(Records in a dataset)
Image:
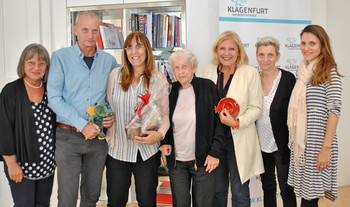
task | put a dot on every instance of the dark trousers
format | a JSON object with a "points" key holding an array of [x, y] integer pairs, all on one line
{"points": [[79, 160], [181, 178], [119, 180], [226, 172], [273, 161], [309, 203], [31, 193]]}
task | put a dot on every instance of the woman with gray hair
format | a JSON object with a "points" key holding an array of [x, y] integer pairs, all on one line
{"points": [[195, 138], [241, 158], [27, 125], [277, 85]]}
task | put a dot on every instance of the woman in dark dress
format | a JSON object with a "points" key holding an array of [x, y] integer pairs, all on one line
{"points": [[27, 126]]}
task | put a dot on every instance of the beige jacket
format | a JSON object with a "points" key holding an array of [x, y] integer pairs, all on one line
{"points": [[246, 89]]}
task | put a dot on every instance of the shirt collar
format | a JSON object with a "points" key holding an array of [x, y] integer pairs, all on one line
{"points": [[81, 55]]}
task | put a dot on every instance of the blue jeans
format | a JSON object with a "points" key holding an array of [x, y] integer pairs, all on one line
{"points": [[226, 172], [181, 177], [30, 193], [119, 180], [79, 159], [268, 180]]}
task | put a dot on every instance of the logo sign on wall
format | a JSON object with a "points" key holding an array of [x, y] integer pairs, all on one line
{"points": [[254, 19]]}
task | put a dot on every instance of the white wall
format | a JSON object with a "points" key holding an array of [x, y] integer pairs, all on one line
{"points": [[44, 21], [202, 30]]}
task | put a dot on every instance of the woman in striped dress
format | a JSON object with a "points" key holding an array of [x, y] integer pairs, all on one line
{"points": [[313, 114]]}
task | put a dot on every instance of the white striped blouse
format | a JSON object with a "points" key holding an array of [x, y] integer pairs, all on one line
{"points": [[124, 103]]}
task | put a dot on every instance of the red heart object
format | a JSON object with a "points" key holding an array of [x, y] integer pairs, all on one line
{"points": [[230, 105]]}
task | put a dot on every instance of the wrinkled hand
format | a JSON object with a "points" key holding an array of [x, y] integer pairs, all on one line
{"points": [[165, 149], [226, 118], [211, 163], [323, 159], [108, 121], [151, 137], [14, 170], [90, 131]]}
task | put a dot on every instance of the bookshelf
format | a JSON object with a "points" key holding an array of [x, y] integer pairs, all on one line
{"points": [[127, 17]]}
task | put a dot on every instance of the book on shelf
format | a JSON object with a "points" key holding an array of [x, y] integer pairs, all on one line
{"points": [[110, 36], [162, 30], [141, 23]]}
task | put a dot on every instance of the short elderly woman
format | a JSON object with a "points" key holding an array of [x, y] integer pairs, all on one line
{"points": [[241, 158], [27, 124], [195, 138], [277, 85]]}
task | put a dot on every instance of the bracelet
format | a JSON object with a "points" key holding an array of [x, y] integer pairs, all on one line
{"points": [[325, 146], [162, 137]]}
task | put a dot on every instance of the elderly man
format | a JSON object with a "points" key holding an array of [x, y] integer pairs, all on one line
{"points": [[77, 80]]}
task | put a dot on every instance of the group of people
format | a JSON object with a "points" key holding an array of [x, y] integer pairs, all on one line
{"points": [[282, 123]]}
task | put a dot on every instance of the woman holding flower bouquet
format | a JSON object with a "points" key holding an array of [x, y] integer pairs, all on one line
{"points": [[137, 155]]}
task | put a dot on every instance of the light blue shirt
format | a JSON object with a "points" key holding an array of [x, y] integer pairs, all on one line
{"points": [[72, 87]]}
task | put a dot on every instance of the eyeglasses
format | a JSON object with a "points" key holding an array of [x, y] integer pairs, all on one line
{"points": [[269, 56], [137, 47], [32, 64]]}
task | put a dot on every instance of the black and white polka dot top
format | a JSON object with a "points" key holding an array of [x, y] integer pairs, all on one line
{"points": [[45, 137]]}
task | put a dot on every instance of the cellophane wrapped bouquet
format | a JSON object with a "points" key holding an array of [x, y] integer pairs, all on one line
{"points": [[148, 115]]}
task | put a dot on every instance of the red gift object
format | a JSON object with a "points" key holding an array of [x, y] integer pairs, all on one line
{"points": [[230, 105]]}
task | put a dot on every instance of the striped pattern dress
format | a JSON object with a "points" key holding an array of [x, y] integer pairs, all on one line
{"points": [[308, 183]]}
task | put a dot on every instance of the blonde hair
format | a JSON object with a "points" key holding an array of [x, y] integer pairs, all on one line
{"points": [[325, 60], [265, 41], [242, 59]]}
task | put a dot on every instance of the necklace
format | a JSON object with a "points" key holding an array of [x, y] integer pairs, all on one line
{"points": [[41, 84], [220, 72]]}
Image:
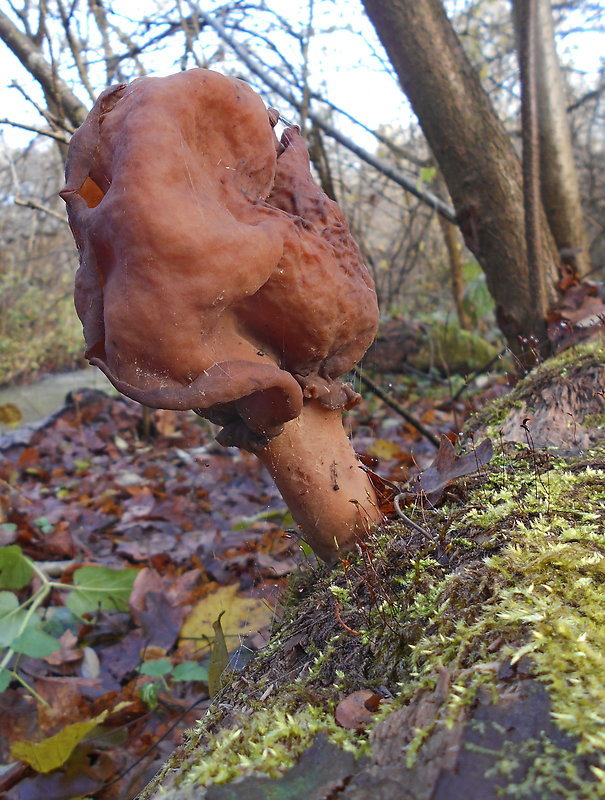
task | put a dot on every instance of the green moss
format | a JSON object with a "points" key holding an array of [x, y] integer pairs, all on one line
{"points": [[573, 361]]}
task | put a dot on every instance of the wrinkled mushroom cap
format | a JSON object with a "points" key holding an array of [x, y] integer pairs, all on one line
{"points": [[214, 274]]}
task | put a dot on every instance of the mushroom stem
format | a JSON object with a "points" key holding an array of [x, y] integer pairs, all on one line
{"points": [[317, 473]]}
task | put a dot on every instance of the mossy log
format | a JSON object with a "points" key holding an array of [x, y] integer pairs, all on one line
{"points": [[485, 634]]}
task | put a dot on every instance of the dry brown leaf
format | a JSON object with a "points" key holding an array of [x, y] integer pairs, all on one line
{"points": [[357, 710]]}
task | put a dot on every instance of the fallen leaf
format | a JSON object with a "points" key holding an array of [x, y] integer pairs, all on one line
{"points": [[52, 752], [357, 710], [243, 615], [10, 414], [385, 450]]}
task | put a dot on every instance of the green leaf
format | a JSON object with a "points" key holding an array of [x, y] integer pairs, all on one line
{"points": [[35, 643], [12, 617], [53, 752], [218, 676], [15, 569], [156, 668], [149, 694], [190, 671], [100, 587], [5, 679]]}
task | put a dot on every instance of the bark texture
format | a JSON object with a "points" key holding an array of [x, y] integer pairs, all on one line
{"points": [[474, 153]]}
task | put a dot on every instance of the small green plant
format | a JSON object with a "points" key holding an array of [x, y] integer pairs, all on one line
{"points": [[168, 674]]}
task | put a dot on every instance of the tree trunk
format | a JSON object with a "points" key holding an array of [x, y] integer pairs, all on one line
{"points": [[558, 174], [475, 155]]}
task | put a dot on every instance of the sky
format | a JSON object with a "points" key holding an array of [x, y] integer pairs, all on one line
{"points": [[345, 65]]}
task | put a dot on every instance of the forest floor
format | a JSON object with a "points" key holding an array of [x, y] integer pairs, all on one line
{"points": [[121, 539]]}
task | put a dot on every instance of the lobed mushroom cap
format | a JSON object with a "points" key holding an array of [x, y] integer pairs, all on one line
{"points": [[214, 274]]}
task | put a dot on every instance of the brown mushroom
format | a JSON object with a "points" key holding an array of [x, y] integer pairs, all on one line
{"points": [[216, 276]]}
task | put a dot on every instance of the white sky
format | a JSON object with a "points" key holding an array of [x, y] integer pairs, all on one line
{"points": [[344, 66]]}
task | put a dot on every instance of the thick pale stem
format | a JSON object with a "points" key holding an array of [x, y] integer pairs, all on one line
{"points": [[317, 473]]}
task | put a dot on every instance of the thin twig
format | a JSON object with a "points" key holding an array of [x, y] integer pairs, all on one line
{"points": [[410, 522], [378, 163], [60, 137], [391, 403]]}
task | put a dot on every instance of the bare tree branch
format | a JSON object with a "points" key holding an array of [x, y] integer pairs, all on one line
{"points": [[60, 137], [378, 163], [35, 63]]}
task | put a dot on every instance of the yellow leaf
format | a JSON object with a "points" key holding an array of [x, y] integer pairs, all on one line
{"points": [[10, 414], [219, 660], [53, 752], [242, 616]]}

**WHAT YOU WILL DO**
Rewrite the items starting at the line that contains "task | put a dot on every instance of the bare" and continuing through the end of the items. Swap "yellow" for "orange" and leave everything else the same.

**PROBLEM SOLUTION**
task | put a dot on every instance of the bare tree branch
format | a JSON object with a "points" key holding an array of [x, y] integer pairs, all on one line
{"points": [[60, 137], [378, 163], [35, 63]]}
task | put a dot on every instance of the orange leaf
format | a JSON object with a "points" key holding an array of [x, y] integer pairs, all on one line
{"points": [[10, 414], [219, 660], [53, 752], [242, 616]]}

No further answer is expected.